§ TASK DIRECTIONS
Print exactly the lines from the one containing "of the wristwatch?" through the last line of the listing, both included.

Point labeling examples
============================================================

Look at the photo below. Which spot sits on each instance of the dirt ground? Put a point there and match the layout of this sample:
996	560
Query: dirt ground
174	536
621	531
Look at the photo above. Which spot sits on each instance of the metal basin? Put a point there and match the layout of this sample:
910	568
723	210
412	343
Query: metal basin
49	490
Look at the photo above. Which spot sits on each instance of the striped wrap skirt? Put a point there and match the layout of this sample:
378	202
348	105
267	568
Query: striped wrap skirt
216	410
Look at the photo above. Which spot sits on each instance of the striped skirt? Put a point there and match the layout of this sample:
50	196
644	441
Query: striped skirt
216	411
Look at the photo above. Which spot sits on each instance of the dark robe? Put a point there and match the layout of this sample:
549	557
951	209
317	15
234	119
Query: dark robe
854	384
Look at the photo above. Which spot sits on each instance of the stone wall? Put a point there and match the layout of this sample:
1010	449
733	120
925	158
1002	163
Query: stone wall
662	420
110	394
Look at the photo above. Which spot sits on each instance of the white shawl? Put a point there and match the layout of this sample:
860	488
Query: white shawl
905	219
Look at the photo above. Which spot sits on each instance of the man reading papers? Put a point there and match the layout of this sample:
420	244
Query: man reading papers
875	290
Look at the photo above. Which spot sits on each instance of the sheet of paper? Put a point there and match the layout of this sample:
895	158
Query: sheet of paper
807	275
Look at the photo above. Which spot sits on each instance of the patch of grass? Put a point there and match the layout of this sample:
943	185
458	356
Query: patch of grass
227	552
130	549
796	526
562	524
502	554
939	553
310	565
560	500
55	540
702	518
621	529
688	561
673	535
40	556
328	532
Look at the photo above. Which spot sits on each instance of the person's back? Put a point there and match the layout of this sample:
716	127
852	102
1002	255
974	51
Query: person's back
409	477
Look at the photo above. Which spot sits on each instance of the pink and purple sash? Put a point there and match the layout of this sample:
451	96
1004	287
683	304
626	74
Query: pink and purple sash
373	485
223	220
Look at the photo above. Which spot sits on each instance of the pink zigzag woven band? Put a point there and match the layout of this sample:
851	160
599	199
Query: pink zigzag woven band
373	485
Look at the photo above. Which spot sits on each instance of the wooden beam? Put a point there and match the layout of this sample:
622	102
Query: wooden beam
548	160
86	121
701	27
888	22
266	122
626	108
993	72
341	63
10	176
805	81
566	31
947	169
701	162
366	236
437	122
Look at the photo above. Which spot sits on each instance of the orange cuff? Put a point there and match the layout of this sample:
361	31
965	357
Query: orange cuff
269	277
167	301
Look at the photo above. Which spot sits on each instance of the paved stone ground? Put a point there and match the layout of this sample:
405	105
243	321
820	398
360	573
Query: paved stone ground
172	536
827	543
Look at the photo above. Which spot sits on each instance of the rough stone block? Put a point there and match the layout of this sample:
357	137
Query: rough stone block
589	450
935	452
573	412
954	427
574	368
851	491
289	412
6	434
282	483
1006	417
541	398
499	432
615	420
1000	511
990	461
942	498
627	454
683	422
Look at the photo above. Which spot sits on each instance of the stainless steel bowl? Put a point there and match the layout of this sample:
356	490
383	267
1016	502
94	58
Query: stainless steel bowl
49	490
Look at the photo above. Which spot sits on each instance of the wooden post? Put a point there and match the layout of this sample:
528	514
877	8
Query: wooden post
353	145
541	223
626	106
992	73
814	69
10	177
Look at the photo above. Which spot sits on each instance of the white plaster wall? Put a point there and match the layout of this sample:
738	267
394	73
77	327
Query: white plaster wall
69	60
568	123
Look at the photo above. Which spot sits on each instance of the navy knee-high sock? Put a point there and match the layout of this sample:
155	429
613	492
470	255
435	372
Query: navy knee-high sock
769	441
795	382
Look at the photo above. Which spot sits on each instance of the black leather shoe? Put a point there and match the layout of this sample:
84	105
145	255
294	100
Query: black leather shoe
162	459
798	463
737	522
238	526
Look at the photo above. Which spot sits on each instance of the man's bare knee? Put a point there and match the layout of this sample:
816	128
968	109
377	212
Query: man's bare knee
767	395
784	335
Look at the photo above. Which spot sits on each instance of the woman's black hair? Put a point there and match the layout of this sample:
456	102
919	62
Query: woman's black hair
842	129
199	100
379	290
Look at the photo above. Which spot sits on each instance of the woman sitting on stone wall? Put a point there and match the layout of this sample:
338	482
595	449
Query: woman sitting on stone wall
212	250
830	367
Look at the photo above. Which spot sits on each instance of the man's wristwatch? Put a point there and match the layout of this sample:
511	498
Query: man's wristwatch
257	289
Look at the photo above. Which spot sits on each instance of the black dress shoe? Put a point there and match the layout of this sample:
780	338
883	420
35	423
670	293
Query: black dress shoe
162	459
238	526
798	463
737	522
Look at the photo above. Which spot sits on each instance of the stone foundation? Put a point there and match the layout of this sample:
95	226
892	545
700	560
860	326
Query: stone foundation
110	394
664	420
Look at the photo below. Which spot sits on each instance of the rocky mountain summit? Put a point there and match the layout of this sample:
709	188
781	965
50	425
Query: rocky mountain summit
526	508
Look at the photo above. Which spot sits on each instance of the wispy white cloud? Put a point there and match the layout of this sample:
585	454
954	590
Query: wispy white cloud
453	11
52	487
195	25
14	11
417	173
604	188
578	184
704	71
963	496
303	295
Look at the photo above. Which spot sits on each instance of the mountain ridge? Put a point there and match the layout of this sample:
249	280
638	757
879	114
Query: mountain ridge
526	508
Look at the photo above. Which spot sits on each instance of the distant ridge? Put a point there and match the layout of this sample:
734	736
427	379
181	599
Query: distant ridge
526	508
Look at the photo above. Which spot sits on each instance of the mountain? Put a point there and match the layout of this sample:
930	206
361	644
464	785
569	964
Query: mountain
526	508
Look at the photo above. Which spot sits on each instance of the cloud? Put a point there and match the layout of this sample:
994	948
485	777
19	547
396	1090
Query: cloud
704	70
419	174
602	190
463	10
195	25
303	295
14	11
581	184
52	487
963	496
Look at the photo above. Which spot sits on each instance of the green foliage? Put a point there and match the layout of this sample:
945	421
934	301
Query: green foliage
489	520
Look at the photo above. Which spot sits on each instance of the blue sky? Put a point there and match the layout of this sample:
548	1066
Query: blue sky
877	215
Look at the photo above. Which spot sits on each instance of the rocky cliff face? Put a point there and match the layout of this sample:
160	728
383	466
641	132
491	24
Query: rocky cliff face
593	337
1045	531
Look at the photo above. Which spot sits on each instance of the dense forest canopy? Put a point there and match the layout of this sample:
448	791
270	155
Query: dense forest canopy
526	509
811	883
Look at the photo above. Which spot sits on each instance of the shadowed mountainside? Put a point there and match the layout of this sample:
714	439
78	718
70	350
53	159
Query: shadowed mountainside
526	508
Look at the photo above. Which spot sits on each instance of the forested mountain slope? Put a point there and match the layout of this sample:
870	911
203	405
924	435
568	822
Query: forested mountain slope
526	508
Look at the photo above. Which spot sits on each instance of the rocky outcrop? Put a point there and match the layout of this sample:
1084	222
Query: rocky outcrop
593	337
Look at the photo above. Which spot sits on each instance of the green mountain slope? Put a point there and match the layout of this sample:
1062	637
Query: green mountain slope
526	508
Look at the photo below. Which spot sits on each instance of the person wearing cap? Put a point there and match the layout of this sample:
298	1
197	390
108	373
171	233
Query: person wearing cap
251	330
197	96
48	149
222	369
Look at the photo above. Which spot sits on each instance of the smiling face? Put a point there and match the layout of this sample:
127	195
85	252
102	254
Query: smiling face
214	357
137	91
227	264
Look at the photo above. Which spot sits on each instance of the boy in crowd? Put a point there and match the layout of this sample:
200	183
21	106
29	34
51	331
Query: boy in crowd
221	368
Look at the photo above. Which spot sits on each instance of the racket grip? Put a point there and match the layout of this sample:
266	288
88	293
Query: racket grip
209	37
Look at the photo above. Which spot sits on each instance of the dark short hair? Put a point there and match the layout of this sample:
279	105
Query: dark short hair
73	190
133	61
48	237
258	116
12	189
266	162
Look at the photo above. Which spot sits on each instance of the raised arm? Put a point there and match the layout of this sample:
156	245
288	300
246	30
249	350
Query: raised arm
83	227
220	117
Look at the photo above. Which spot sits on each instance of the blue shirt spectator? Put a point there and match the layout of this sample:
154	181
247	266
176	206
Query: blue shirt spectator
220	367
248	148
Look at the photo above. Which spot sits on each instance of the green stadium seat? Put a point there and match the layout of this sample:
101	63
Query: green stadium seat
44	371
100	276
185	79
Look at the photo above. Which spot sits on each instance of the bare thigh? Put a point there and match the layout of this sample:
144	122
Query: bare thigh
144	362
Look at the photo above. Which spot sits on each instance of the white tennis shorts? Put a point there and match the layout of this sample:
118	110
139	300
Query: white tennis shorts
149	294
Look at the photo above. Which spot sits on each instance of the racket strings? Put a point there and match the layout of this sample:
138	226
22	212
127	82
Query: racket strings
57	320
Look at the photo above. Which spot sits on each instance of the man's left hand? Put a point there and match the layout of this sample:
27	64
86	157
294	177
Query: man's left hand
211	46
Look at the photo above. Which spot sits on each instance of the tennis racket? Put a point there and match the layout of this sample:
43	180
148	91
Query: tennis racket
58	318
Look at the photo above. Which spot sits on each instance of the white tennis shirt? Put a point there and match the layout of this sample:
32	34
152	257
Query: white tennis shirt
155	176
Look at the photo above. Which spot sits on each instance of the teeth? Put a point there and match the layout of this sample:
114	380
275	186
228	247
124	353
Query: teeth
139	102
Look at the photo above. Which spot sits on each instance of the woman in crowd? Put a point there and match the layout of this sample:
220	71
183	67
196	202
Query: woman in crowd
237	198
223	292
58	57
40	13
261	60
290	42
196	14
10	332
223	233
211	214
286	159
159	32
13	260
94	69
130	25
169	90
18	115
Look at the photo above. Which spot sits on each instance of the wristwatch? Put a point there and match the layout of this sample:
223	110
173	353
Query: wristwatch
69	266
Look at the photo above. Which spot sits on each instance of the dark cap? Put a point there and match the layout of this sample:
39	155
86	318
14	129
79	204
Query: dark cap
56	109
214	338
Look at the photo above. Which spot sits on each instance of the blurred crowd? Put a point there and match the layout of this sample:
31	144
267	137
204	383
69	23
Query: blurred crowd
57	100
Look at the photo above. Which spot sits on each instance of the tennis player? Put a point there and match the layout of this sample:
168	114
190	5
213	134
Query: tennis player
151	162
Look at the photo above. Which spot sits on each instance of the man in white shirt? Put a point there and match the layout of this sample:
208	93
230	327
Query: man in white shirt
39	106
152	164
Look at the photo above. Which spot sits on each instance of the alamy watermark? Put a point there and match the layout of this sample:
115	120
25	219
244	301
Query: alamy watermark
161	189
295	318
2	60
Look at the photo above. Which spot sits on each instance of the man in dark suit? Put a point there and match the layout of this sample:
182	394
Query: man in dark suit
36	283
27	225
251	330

============================================================

§ RESULT OF THIS TASK
Look at the photo above. Which spot sits on each instance of the wristwatch? Put a point there and match the layout of this sample:
223	110
173	353
Query: wristwatch
69	266
Look at the photo above. Which spot sits on each instance of the dark cap? Put a point there and match the layout of this sample:
39	155
86	318
14	129
79	204
Query: dark cap
56	109
214	338
Look at the photo above. Which spot sits on each instance of the blurred crowd? Put a point there and match the layout of this sample:
31	144
267	137
204	383
69	23
Query: blurred crowd
57	100
Look at the photo above. Which spot sits on each instance of the tennis player? Put a point there and match the layout of this sample:
168	114
190	5
213	134
Query: tennis player
151	162
Look at the photo above. Which spot sits on each instance of the man in white shirt? Put a point there and match the layout of this sample:
208	93
230	327
Query: man in white shirt
39	106
152	164
Look at the photo above. Which spot sits on each instance of the alamy watermark? Put a point there and match the layout of this sample:
115	120
25	219
244	301
Query: alamy watermark
161	189
295	318
2	60
Look at the photo above. Which spot sits on each instance of the man in dark suit? Put a point there and match the layout of this sample:
182	394
Query: man in dark suit
36	283
27	225
251	330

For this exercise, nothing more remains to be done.